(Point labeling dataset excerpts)
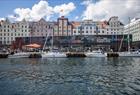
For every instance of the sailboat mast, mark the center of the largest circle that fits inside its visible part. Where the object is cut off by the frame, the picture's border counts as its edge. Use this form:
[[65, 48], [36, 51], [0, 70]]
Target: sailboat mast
[[128, 36], [52, 39]]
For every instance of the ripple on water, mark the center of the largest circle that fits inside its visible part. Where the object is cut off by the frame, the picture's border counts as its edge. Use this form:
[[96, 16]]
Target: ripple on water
[[70, 76]]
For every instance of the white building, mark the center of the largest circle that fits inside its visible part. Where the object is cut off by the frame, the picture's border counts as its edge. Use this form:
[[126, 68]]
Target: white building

### TASK DIRECTIONS
Set out every line of the rows above as a numbered list, skipping blank lines. Leave the pictures out.

### IN RESPONSE
1. For every instance of the sailboat mast, mark the center of the largest circle that fits inside its visible part. Where the object is cut off by the frame, the picture's border counts as its edge. Use this form:
2. [[65, 48], [36, 51], [0, 70]]
3. Target: sailboat mast
4. [[128, 36], [52, 39]]
5. For every instance of the ripple on water, mark the center of the largest circle that fits inside its visible part. Where the object is cut off by the frame, the picture's border counts as its edge. Use this form:
6. [[96, 16]]
7. Target: ripple on water
8. [[70, 76]]
9. For every instance of the white building, mark the center of the largest circle that fits inside its visible part. Where the object is cut off by the frame, the picture's border counts as its edge. Use this form:
10. [[126, 68]]
11. Target: white building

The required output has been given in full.